_Required task_:
Your task is to transcribe all of the data below exactly, omitting the images.

_Extracted information_:
╭──

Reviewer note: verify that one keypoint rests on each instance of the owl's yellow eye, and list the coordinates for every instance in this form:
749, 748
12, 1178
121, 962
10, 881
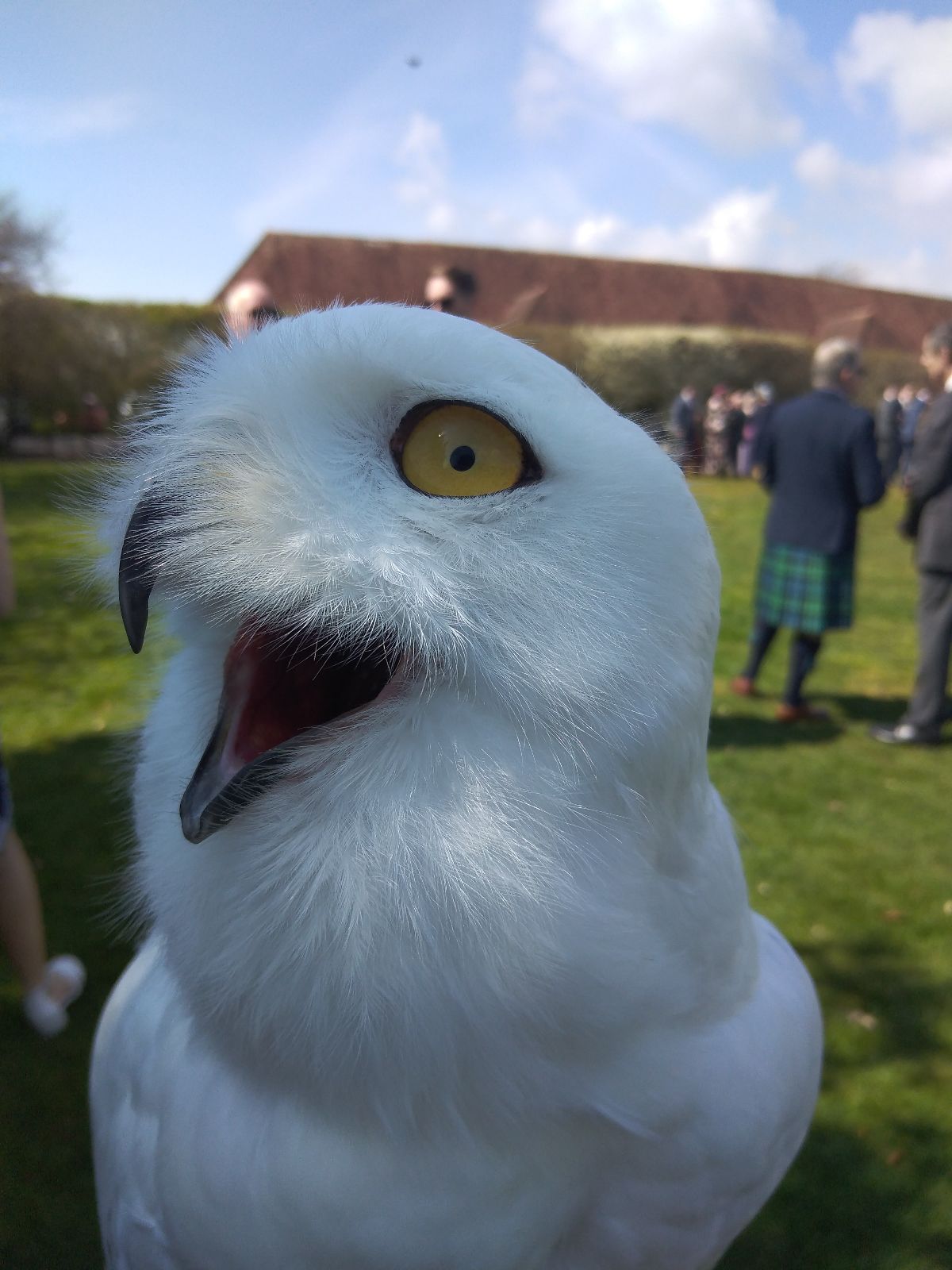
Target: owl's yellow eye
455, 450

╰──

_Result of this exercise_:
Reviewer note: verify that one keypoint rests on each instance of the owl's yellow eye, and list the coordinates for every instance in this form:
749, 748
12, 1178
121, 962
10, 881
Target: owl's yellow eye
455, 450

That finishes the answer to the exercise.